Retype every one of the entries below word for word, keeping each line in its original order.

—————

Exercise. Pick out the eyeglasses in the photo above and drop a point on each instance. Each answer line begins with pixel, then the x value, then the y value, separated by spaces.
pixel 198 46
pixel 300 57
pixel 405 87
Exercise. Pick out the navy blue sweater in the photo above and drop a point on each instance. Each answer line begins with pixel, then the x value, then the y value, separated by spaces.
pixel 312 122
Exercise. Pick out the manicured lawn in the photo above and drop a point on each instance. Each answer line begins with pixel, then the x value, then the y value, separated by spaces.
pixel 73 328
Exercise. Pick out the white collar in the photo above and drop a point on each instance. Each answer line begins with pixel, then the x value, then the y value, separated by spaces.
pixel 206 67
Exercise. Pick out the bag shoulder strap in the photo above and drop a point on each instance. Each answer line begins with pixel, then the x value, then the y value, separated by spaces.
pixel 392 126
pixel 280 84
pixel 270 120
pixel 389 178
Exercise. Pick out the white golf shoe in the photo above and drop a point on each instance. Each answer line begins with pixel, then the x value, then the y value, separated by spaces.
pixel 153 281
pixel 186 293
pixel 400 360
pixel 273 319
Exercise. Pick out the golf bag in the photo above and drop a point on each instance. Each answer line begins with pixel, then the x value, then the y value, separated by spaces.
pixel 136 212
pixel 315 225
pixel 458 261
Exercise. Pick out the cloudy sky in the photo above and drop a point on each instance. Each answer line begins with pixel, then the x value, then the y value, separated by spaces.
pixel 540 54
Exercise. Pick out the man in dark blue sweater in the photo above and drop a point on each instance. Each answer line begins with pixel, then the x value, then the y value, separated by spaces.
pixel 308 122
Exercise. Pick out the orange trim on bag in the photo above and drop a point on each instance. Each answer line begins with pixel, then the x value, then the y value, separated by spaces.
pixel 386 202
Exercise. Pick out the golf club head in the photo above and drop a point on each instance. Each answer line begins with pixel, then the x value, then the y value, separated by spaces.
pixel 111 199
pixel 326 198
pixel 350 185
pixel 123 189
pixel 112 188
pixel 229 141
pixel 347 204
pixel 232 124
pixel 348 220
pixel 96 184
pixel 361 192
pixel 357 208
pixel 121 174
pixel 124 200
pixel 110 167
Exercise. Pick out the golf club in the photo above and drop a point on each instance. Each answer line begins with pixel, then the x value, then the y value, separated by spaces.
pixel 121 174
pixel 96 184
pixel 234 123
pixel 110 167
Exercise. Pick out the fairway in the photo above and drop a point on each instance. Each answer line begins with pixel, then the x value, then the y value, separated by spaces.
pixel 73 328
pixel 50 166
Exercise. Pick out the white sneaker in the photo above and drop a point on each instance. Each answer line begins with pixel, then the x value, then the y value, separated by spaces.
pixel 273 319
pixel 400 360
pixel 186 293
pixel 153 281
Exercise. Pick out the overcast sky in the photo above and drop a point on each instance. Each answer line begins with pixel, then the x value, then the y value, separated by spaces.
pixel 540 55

—————

WRITTEN SOLUTION ::
Exercise. Pick out the eyeglasses in the photo above and drop a point on each instance. Each answer line begins with pixel, then the x value, then the y value, separated by spaces.
pixel 198 46
pixel 300 57
pixel 405 87
Exercise. Pick out the navy blue sweater in the photo above and drop a point on each instance. Each answer line begins with pixel, then the x value, then the y value, separated by spaces.
pixel 312 122
Exercise. Pick out the manicured lawn in the photo above and drop a point on each instance. Each answer line begins with pixel, then the x value, then the y value, separated by spaces.
pixel 73 328
Exercise. Pick out the white collar in the photo above and drop a point on each instance. Each answer line begins with pixel, then the x value, then the y value, separated by spaces.
pixel 206 67
Exercise. Pick out the bag shoulder strap in the photo above and drop a point on each instance. Each answer line begins with pixel, then the x value, then the y value, separated by spaces.
pixel 392 126
pixel 280 84
pixel 270 120
pixel 389 178
Exercise. Pick out the white golf shoe in the photo above and drop a point on each instance. Each answer line begins with pixel, then the x value, then the y value, separated by spaces.
pixel 153 281
pixel 186 293
pixel 400 360
pixel 273 319
Exercise. Pick out the golf bag in the photo above and drop a point on each instance. Each answer line begins with pixel, then the x value, then the y value, separated by spaces.
pixel 136 212
pixel 315 225
pixel 458 261
Exercise. Pick out the cloudy sky in the photo above and drop a point on each instance. Each answer line begins with pixel, then the x value, then the y value, separated by spaces.
pixel 540 54
Exercise. Pick out the man in dark blue sweater in the photo above and drop a point on each instance. Each answer line begins with pixel, then the x value, then the y value, separated by spaces.
pixel 308 122
Exercise. Pick out the orange trim on bag in the photo above and drop a point on each instance. Each answer line begins with pixel, then the x value, then the y value, separated by spaces.
pixel 386 202
Exercise. Pick out the golf club head in the photo above and drop a point on each instance. Each answer line begins with pixel, then the x value, then the y value, separated by spaces.
pixel 111 199
pixel 326 198
pixel 350 185
pixel 123 189
pixel 112 188
pixel 229 141
pixel 347 204
pixel 232 124
pixel 348 220
pixel 96 184
pixel 361 192
pixel 357 208
pixel 121 174
pixel 124 200
pixel 110 167
Exercise. Pick out the golf club in the photo above and drop a point on each instance. Each answer line begins with pixel, then the x value, then the y value, separated by spaces.
pixel 121 174
pixel 96 184
pixel 234 123
pixel 110 167
Exercise. Pick out the fairway in the photo above and drop a point on each instance. Each answer line begins with pixel, then the x value, then the y value, separated by spaces.
pixel 73 328
pixel 50 166
Exercise. Pick out the white sneaker in the photo above and drop a point on each instance. Each answer line begins with pixel, then the x value, then the y value, separated by spaces.
pixel 273 319
pixel 400 360
pixel 186 293
pixel 153 281
Exercise. Pick out the overcast sky in the photo above and drop a point on each instance. Each answer line begins with pixel, then the x value, then the y value, separated by spaces.
pixel 540 55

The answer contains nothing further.